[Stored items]
▼▼▼

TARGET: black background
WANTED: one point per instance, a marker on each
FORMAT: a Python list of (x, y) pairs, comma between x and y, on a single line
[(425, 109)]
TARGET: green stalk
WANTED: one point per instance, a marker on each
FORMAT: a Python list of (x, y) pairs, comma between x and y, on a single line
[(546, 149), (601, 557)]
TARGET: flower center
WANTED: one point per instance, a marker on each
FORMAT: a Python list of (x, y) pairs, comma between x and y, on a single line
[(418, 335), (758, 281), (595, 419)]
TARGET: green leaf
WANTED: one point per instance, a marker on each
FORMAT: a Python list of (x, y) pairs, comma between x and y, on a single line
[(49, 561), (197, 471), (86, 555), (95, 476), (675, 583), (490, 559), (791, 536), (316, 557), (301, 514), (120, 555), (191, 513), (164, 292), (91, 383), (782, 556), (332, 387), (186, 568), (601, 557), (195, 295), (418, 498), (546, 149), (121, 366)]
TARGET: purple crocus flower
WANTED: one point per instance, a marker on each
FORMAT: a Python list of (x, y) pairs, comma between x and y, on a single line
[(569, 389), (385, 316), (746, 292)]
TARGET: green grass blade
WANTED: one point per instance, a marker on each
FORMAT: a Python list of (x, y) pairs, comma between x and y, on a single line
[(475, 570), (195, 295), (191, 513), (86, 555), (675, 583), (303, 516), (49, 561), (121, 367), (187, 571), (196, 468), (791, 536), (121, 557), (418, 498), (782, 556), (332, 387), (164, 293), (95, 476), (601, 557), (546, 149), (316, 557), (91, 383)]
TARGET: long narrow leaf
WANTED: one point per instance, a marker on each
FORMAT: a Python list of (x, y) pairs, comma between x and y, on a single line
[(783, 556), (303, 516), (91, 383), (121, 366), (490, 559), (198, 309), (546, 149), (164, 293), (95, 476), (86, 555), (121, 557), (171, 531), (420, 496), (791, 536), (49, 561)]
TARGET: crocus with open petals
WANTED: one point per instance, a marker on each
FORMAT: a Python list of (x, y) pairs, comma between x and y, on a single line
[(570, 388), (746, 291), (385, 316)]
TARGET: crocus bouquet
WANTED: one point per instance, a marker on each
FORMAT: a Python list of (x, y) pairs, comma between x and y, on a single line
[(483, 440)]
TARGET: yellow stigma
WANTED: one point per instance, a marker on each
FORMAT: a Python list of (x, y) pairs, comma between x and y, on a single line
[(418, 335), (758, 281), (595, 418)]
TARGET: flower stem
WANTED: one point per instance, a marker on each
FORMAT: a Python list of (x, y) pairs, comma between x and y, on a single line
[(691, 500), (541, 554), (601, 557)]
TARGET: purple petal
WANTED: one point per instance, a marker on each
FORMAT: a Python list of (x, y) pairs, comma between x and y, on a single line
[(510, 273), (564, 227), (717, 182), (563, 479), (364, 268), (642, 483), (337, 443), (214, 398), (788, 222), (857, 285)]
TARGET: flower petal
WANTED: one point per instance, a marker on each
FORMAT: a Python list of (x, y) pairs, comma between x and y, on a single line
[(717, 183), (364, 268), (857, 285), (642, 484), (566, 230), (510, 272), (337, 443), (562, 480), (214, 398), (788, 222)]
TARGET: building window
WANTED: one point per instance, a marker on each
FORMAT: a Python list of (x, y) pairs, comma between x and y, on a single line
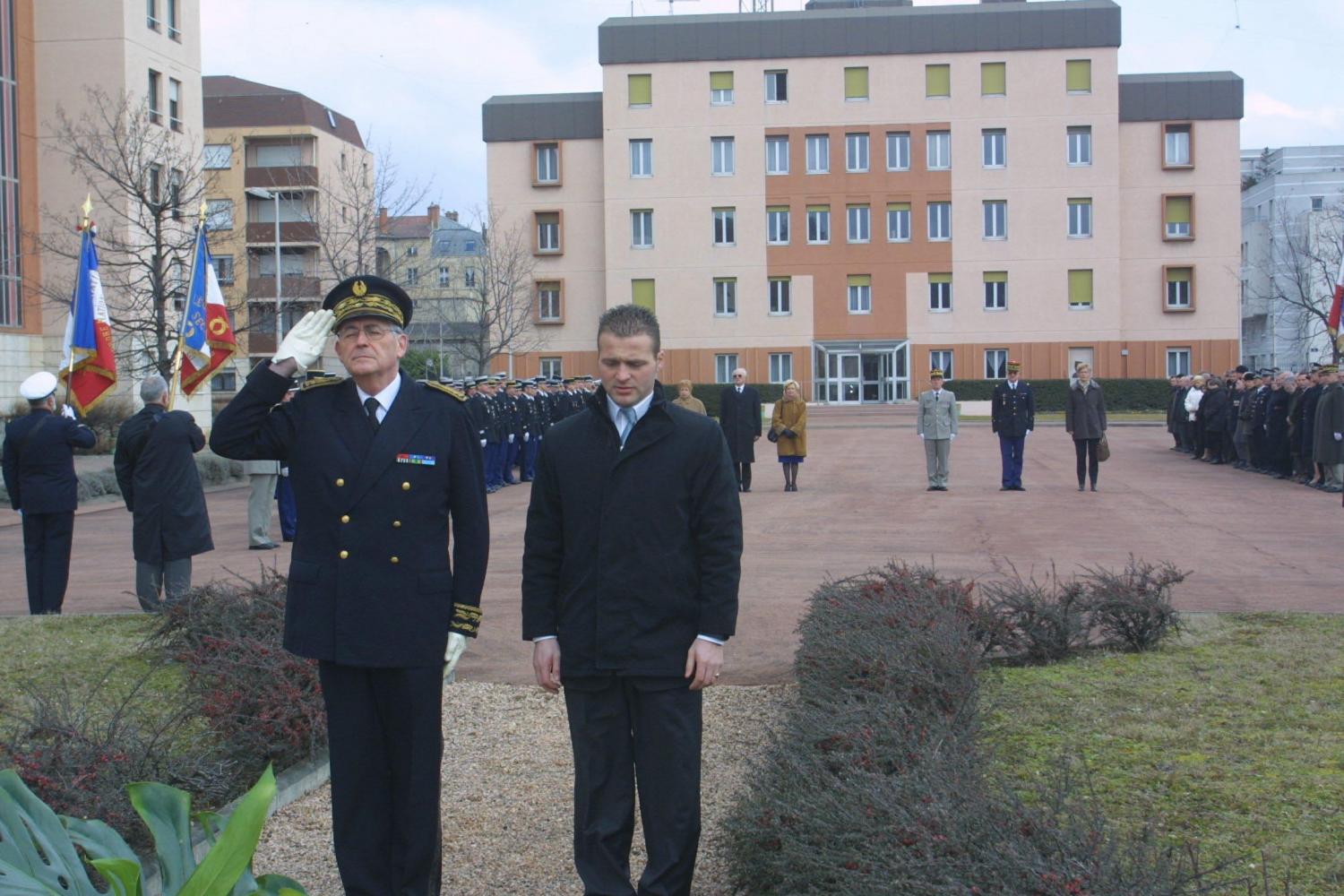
[(898, 222), (723, 367), (857, 226), (777, 155), (898, 151), (994, 80), (220, 214), (937, 81), (996, 290), (857, 153), (640, 90), (642, 228), (1080, 289), (720, 153), (940, 220), (642, 293), (548, 231), (1080, 145), (996, 220), (725, 296), (938, 150), (642, 159), (175, 104), (1177, 215), (940, 359), (996, 363), (1177, 362), (777, 225), (547, 163), (720, 88), (1176, 147), (153, 99), (1180, 289), (781, 296), (819, 223), (1080, 218), (548, 301), (940, 293), (857, 83), (725, 226), (1078, 75), (994, 148), (819, 153), (860, 293)]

▲▲▲

Switch "a marker on each" to "one marker apiece" in every one of the items above and reproduce them with no other change. Omit the pictures from the output.

Task response =
TARGET: black background
WANTED: one point per instance, one marker apiece
FORMAT: a Python list of (x, y) pairs, comma between x and y, on a single line
[(425, 109)]
TARGET: green stalk
WANTED: one point per instance, one marker apiece
FORMAT: a Python list of (x, y) pairs, comma between x and y, on a single line
[(546, 149), (601, 557)]
TARGET: flower center
WANTED: one point per instance, one marker apiece
FORMAT: a Python list of (x, y) pairs, comma between x and y, on a single line
[(418, 335), (758, 281), (595, 419)]
TARGET: green leaf
WANTED: one point per instance, one marker apiece
FORMAT: a Python list of (x, y) pairs, comma between x and y, on a single line
[(49, 561), (197, 471), (86, 555), (95, 476), (675, 583), (490, 559), (791, 536), (316, 557), (301, 514), (120, 555), (191, 513), (164, 292), (91, 383), (782, 556), (332, 387), (186, 568), (601, 557), (195, 295), (418, 498), (546, 149), (121, 366)]
TARGET: purple crocus flower
WANTED: one point per instance, one marker apiece
FORMAT: a Python list of (x, y) pairs, comma between x and y, on a single line
[(569, 389), (385, 316), (746, 292)]
TARGET: green grass blade
WANTED: one point per instance, one marker apiece
FORMAT: a Python list of (x, y) pairs, comma between x and y, on a single line
[(475, 570), (195, 295), (191, 513), (86, 555), (675, 583), (303, 516), (49, 561), (121, 367), (187, 571), (196, 468), (791, 536), (121, 557), (418, 498), (782, 556), (332, 387), (164, 293), (95, 476), (601, 557), (546, 149), (316, 557), (91, 383)]
TARGET: long narrow leaf
WANTED: one point per instance, one marker apiece
FORMAT: a Python list of (x, y) pairs, comma between x and y, on a single line
[(783, 556), (303, 516), (91, 383), (121, 366), (490, 559), (198, 309), (546, 149), (164, 293), (95, 476), (86, 555), (121, 557), (171, 531), (420, 496), (791, 536), (49, 561)]
TARGET: crocus with open petals
WANTED: one point per instance, one marker apiece
FORMAT: a Python list of (x, y) pairs, comma between x and y, on a single line
[(570, 388), (746, 291), (385, 316)]
TARGET: crocus bouquet
WANTED: one point per instance, one marker apiece
FORMAT: a Python list of (x, y) pairs, comma between x and y, on a single line
[(483, 440)]
TARGET: yellow stigma
WANTED: one point per instance, one marker apiece
FORMAT: a Python list of (x, y) pairs, comma between x and y, on a single line
[(418, 335), (758, 281), (595, 418)]
TARGET: flower stem
WANTED: one point per instance, one marker apiece
FORMAT: a Python list of (x, y) pairs, comma between x and y, on a single line
[(691, 500), (541, 554), (601, 557)]
TARGET: purple petal
WANTED: one point per instance, one marker apiece
FORMAT: a Python list of (x, y) pairs, comma between x and y, on a single line
[(510, 273), (564, 227), (717, 182), (563, 479), (364, 268), (642, 483), (337, 443), (214, 398), (788, 222), (857, 285)]
TARGET: flower petal
WANTED: one point per instance, one marker apiece
FORMAT: a Python list of (x, y) pairs, comma between x and y, on a single line
[(717, 183), (364, 268), (857, 285), (642, 484), (566, 230), (510, 272), (337, 443), (562, 480), (214, 398), (788, 222)]
TARGET: building window
WANTED: one point per instance, one marker apiece
FORMAT: a Python list of (x, y) pairs, comma between x and y, on a single line
[(898, 222), (723, 367), (857, 226), (777, 155), (898, 151), (994, 80), (220, 214), (937, 81), (996, 290), (857, 153), (640, 90), (642, 228), (1080, 289), (720, 153), (940, 220), (642, 293), (548, 231), (1080, 145), (996, 220), (725, 296), (938, 150), (642, 159), (175, 104), (1177, 215), (940, 359), (996, 363), (1177, 362), (777, 225), (547, 163), (720, 88), (1176, 147), (153, 99), (1180, 289), (781, 296), (819, 223), (1080, 218), (548, 301), (940, 293), (857, 83), (725, 226), (1078, 75), (994, 148), (819, 153), (860, 293)]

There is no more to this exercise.